*Do this:* Rewrite all the items below, changing every "photo" to "image" and keeping everything else as it is. Leave the pictures out.

*Provided material:*
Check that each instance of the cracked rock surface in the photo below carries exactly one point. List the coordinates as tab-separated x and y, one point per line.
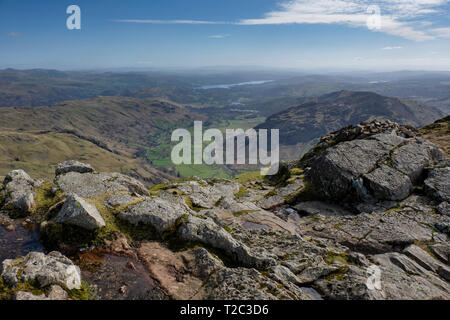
362	200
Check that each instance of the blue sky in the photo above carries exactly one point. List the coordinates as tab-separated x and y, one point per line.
294	34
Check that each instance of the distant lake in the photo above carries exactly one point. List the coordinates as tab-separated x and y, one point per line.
228	86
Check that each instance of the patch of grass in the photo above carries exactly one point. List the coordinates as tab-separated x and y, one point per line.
45	198
334	257
270	194
251	176
191	205
243	191
339	274
296	172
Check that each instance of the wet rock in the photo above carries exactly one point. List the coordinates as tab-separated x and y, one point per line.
181	274
443	208
207	232
78	212
161	212
248	284
437	184
72	166
17	193
53	268
271	202
322	208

*Output of the exercise:*
Check that each instance of the cracked rock surface in the image below carries exactly one point. List the coordinates as tab-separated x and y, one point per line.
362	200
Check that each instance of the blue sky in the image above carries exactly one point. List the coordinates as tab-separated x and y, one point per line.
294	34
Check that each instance of the distant lake in the image above carries exactly one point. List the coordinates as tab-separated x and y, one point per line.
228	86
Check that each instance of the patch of grass in the image above carries exactly one point. List the coordinates as tab-separated x and y, one point per line.
45	198
334	257
270	194
251	176
191	205
243	191
339	274
296	172
Check that each instance of the wet rock in the image above carries exactly one point. List the coordinates as tab-separated x and y, one point per line.
181	274
443	208
207	232
78	212
161	212
248	284
437	184
72	166
17	193
53	268
271	202
322	208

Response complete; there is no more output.